Write out the records below again, substituting "pin" for every occurrence of "marker" and leaving all other text unchanged.

------------------------

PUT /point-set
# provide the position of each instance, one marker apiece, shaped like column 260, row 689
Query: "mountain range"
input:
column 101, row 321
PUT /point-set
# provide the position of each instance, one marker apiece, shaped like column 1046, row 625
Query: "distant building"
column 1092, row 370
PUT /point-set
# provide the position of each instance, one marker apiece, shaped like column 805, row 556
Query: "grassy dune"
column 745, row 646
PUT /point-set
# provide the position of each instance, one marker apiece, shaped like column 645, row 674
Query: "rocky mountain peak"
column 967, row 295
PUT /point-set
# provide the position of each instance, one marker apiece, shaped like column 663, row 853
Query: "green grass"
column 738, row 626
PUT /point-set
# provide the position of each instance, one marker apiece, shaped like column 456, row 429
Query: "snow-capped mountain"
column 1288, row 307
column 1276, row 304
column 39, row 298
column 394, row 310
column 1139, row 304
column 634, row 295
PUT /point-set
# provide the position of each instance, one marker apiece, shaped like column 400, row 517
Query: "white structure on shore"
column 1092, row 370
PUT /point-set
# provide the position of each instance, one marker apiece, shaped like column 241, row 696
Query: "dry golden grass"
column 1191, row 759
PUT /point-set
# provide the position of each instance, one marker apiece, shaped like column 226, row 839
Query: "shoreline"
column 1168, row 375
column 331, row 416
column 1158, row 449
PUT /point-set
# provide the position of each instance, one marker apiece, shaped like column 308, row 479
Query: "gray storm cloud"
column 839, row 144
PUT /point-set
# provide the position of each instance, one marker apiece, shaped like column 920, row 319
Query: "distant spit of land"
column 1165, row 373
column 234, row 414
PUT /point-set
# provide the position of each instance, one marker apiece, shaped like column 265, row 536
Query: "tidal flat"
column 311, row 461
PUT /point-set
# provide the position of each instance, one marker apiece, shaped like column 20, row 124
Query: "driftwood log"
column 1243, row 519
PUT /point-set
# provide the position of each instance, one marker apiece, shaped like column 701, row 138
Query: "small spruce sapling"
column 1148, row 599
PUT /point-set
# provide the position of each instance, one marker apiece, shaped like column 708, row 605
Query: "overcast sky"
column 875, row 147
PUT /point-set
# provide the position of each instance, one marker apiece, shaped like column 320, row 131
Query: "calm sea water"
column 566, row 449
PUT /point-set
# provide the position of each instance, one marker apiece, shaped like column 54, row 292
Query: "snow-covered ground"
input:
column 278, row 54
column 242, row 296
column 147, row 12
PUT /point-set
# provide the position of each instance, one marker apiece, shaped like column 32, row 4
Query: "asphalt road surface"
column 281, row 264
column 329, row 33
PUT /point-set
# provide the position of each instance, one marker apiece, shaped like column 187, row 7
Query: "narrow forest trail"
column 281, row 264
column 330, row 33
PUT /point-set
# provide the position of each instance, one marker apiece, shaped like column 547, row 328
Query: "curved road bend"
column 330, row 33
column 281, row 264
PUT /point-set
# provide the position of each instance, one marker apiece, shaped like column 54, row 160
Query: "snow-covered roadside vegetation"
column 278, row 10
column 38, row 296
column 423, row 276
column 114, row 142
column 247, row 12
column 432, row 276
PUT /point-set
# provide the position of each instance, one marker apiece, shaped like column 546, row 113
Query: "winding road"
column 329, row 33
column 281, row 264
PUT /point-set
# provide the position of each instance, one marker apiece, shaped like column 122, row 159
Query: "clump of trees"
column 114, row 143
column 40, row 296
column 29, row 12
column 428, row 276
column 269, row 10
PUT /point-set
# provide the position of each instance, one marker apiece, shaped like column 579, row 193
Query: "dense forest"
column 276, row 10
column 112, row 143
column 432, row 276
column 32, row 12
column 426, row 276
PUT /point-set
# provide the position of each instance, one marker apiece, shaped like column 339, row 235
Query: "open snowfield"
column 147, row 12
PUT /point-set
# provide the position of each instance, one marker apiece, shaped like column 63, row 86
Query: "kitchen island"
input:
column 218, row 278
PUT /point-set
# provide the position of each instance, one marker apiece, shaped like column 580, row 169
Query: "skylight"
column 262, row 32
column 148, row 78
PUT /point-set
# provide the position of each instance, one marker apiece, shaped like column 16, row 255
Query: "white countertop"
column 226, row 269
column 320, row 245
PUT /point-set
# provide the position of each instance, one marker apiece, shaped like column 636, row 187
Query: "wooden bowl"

------------------------

▸ **Complete answer**
PUT /point-set
# provide the position of each instance, one pin apiece, shaped like column 260, row 689
Query: "mountain range"
input:
column 101, row 321
PUT /point-set
# provide the position of each instance, one pin apiece, shaped like column 1046, row 625
Query: "distant building"
column 1092, row 370
PUT /point-set
# provide the position of each instance, one pin apiece, shaped like column 805, row 556
Query: "grassy dune"
column 745, row 646
PUT /point-set
# provide the position of each instance, one pin apiece, shaped like column 645, row 674
Query: "rocky mountain peak"
column 967, row 295
PUT /point-set
# provide the position of each instance, one pin apiece, shaped like column 663, row 853
Query: "green grass"
column 738, row 626
PUT /point-set
# provide the position of each instance, one pin apiece, shaped like column 456, row 429
Query: "snow-capped mountain"
column 1288, row 307
column 1276, row 304
column 39, row 298
column 394, row 310
column 1139, row 304
column 634, row 295
PUT /point-set
# provide the position of each instance, one pin apiece, shaped like column 400, row 517
Query: "white structure on shore"
column 1092, row 370
PUT /point-set
# provide the position of each instance, one pin apiece, shaped like column 241, row 696
Query: "dry golden grass"
column 1191, row 759
PUT /point-set
# provide the position of each instance, one pin apiece, shaped like column 226, row 839
Query: "shoreline"
column 1168, row 375
column 331, row 416
column 1158, row 449
PUT /point-set
# provide the position of each instance, one pin apiece, shaped like column 308, row 479
Query: "gray storm cloud"
column 839, row 144
PUT /point-set
# provide the position of each instance, one pin apiece, shaped like column 920, row 319
Query: "distant spit of land"
column 1165, row 373
column 234, row 414
PUT /point-set
# provide the position of each instance, one pin apiece, shaped like column 265, row 536
Query: "tidal flat"
column 311, row 461
PUT /point-set
# provide the position of each instance, one pin apiece, shaped like column 20, row 124
Query: "driftwood log"
column 1243, row 519
PUT /point-set
# provide the position of each instance, one pin apiece, shaped like column 701, row 138
Query: "small spruce sapling"
column 1148, row 599
PUT /point-set
# provide the position of each instance, one pin apiece, shaped like column 708, row 605
Query: "overcast sky"
column 875, row 147
PUT /point-set
# provide the position of each instance, one pin apiece, shaped like column 320, row 131
Query: "calm sea water"
column 566, row 449
PUT /point-set
# provide the position of each instance, one pin apiece, shaped like column 54, row 292
Query: "snow-covered ground"
input:
column 278, row 54
column 242, row 296
column 147, row 12
PUT /point-set
# provide the position of each instance, one pin apiece, shaped like column 32, row 4
Query: "asphalt road surface"
column 281, row 264
column 329, row 33
PUT /point-set
# provide the position of each instance, one pin apiece, shaped like column 187, row 7
Query: "narrow forest trail"
column 281, row 264
column 330, row 33
PUT /point-set
# provide the position of each instance, one pin apiece, shaped like column 547, row 328
Query: "curved road bend"
column 330, row 33
column 281, row 264
PUT /point-set
# provide the position of each instance, one pin apiece, shaped like column 54, row 160
Query: "snow-covered roadside vegetation"
column 278, row 10
column 38, row 296
column 423, row 276
column 114, row 142
column 247, row 12
column 432, row 276
PUT /point-set
# provide the position of each instance, one pin apiece, shaped like column 546, row 113
Query: "winding road"
column 329, row 33
column 281, row 264
PUT /point-set
# provide the position of each instance, one pin apiece, shaped like column 122, row 159
Query: "clump of trees"
column 114, row 143
column 40, row 296
column 29, row 12
column 428, row 276
column 269, row 10
PUT /point-set
# provide the position of each instance, one pin apiece, shaped like column 579, row 193
Query: "dense forest"
column 276, row 10
column 112, row 143
column 432, row 276
column 32, row 12
column 426, row 276
PUT /point-set
# provide the position of each instance, one pin apiece, shaped like column 339, row 235
Query: "open snowfield"
column 147, row 12
PUT /point-set
# provide the position of each instance, one pin apiece, shaped like column 63, row 86
Query: "kitchen island"
input:
column 218, row 278
PUT /point-set
# provide the position of each instance, one pin apiece, shaped like column 580, row 169
Query: "skylight"
column 262, row 32
column 148, row 78
PUT /point-set
# provide the position of each instance, one pin apiece, shaped like column 16, row 255
Query: "white countertop"
column 226, row 269
column 320, row 245
PUT /point-set
# provide the position of each instance, one pin apiece, shaped like column 636, row 187
Query: "wooden bowl"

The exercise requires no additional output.